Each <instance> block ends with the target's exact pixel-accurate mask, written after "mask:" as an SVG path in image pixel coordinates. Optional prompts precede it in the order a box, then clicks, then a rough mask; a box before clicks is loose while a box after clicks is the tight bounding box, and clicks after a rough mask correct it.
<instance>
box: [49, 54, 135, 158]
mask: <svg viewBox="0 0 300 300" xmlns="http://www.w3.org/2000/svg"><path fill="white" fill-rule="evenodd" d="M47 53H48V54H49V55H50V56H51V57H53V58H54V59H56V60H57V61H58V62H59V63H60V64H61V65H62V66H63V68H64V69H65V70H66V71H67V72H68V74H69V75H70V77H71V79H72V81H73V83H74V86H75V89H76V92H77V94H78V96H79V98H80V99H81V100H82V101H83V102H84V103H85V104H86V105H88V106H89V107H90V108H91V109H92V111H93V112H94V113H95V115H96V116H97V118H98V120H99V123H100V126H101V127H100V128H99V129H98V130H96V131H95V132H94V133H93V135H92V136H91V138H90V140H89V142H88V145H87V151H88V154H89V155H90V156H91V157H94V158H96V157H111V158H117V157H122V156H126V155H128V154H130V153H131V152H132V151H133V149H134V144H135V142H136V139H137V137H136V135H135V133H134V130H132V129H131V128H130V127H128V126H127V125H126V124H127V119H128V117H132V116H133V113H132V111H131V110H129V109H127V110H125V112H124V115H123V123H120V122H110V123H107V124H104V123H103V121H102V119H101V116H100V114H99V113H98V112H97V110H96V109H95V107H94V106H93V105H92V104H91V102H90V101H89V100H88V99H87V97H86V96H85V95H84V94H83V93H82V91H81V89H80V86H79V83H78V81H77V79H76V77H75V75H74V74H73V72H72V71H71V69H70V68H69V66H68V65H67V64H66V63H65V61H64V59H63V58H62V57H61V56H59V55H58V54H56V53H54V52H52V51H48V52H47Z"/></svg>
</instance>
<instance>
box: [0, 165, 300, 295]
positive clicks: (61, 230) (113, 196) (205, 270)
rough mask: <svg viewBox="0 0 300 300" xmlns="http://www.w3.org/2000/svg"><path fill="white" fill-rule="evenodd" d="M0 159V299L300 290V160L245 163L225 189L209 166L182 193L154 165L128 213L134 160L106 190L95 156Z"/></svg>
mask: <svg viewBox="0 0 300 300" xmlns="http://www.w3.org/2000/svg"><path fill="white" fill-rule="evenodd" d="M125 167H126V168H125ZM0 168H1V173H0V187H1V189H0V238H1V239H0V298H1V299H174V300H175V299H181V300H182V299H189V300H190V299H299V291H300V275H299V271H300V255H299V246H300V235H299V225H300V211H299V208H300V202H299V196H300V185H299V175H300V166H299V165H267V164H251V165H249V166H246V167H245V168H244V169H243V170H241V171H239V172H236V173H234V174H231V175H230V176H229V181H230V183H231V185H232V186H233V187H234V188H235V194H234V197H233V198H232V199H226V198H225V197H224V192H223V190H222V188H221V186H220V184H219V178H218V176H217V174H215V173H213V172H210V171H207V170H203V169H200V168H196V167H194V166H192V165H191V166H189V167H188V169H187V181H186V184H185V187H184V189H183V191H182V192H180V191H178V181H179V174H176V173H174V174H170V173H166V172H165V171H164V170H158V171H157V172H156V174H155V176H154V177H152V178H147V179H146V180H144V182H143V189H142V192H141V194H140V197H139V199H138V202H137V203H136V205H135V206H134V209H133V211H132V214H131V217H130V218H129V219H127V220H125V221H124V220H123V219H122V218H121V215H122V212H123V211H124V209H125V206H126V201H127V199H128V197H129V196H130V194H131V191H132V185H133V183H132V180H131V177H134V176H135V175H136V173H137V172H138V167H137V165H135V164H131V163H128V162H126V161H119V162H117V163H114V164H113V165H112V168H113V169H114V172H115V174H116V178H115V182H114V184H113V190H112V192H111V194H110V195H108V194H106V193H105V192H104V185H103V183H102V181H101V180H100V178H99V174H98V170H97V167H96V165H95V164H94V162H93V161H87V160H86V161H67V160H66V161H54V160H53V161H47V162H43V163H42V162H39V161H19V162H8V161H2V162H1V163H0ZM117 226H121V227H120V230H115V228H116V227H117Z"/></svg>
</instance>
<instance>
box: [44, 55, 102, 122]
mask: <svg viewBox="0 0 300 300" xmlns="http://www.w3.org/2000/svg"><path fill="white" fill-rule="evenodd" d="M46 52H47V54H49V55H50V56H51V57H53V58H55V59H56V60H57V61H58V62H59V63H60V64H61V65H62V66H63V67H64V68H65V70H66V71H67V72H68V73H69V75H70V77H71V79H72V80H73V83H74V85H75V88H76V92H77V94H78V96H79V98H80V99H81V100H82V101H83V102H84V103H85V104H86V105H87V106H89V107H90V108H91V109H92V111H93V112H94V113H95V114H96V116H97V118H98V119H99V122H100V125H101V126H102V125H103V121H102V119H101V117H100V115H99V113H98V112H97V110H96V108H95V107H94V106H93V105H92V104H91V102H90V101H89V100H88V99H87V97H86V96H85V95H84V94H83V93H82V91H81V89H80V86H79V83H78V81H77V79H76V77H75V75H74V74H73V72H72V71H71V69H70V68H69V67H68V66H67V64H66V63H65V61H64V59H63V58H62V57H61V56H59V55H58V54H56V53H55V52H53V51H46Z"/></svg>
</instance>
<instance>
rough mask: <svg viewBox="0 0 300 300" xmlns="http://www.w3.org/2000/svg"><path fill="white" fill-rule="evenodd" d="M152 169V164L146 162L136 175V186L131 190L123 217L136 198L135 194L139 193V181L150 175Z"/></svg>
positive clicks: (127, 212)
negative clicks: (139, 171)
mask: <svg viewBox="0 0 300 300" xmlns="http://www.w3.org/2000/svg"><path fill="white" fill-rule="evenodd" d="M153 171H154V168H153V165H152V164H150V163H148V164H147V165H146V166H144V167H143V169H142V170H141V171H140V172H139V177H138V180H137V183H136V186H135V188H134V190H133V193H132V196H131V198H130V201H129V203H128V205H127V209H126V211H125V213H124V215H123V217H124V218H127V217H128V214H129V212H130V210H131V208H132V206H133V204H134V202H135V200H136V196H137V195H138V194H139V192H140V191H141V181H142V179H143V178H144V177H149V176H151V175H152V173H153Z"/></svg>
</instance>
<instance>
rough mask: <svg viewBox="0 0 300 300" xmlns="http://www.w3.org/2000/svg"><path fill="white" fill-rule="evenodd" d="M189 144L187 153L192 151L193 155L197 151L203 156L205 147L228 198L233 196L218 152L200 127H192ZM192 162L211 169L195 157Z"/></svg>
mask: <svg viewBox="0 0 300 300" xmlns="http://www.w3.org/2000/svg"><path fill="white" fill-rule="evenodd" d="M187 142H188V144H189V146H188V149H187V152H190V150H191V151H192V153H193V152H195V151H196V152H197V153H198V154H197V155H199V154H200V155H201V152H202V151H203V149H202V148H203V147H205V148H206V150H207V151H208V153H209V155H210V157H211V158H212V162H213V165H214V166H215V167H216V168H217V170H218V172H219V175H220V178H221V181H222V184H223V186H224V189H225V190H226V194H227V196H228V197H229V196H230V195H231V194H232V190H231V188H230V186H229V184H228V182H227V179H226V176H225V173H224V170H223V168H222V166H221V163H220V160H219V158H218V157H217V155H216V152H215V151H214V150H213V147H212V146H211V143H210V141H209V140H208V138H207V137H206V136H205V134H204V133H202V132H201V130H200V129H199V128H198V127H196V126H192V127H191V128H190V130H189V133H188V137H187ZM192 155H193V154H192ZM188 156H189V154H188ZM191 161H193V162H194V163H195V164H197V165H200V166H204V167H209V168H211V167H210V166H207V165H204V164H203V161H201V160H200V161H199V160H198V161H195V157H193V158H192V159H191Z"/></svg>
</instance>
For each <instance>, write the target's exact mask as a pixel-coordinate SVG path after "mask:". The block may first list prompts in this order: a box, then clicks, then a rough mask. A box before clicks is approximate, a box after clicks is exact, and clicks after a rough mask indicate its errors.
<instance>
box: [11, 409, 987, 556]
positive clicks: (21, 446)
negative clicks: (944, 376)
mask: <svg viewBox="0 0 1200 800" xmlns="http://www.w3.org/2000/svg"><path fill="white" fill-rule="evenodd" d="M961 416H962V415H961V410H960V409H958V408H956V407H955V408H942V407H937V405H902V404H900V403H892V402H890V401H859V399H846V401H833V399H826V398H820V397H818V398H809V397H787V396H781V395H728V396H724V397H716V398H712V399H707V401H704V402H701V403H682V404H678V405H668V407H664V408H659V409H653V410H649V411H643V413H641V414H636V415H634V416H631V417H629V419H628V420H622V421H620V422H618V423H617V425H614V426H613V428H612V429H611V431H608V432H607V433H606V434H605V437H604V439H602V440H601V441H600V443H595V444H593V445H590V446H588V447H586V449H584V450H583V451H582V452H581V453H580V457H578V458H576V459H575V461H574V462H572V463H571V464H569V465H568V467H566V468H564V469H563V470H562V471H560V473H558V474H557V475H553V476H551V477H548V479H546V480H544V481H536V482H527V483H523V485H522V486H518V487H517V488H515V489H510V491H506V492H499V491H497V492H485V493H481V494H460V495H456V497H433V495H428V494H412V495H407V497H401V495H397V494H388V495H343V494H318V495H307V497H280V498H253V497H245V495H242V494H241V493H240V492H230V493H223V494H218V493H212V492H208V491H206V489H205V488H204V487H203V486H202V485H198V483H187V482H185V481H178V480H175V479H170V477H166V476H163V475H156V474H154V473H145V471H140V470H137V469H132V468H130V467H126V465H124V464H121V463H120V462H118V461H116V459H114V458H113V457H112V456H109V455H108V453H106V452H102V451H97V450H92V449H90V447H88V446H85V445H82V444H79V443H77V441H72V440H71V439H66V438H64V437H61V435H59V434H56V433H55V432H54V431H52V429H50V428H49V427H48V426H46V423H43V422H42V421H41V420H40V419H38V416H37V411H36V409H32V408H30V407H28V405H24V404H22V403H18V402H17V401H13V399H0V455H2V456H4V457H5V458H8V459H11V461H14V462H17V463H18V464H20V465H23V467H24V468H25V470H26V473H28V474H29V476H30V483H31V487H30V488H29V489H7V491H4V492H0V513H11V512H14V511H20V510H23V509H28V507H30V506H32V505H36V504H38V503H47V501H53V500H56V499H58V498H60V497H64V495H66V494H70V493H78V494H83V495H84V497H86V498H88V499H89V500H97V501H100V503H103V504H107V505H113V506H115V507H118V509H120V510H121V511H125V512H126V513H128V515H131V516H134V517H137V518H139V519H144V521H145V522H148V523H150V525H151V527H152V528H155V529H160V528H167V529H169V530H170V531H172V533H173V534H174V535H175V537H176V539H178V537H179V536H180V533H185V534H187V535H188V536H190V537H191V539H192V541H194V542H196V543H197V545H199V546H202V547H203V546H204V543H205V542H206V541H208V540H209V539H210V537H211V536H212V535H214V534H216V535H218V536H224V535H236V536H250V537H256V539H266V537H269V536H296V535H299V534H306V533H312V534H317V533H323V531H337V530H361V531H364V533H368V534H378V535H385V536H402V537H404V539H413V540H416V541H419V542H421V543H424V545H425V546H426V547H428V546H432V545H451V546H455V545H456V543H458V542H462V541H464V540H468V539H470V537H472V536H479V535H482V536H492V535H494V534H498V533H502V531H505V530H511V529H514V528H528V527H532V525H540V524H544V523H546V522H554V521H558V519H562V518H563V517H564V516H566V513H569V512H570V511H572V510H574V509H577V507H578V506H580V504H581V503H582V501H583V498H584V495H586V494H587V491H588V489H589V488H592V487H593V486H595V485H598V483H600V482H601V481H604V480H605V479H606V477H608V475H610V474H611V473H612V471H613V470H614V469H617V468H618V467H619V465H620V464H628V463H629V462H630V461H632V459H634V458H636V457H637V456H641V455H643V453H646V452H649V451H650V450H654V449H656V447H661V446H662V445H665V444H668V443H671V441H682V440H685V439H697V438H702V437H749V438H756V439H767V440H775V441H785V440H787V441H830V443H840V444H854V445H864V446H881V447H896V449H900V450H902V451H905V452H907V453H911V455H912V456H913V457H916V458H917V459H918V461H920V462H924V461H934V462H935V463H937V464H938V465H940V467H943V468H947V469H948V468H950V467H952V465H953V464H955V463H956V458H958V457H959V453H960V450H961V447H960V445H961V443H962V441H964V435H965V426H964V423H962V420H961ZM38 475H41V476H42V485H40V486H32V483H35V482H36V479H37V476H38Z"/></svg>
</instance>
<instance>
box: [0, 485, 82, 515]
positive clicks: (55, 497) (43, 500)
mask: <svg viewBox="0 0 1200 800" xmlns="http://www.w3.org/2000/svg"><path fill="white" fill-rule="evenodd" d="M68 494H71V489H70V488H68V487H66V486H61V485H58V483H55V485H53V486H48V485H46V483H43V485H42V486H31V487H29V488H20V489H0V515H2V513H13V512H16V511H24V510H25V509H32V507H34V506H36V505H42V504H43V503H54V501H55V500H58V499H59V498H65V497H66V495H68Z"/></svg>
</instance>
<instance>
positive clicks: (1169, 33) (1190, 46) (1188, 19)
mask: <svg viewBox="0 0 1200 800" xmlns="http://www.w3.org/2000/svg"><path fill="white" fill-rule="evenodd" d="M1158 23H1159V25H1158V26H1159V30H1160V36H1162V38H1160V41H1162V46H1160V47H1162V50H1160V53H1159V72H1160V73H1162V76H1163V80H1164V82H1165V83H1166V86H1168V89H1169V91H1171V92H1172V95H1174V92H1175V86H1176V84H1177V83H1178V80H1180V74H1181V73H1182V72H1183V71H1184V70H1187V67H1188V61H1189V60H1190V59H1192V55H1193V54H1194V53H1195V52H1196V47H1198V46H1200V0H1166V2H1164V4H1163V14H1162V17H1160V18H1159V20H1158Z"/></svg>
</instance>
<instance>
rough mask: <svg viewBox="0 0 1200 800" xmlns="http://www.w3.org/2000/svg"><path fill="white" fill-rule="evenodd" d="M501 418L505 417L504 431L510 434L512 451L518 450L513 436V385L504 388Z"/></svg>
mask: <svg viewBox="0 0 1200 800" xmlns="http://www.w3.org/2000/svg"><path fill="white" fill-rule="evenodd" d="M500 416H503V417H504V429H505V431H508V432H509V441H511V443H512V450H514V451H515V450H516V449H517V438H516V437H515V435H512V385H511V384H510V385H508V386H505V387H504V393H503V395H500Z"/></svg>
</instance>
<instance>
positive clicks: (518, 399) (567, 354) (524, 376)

* * * * * * *

Reproduce the listing from its first line through the line containing "box: [49, 54, 135, 158]", changing "clicks" to "points" and leaving everything else as it is.

Each <instance> block ends with the target's exact pixel-accurate mask, written after "mask:" as an SVG path in image pixel coordinates. Optional prompts precede it in the order a box, then points, then a rough mask; a box before points is loose while a box after points is the tight bounding box, and points after a rough mask correct it.
<instance>
box: [49, 54, 135, 158]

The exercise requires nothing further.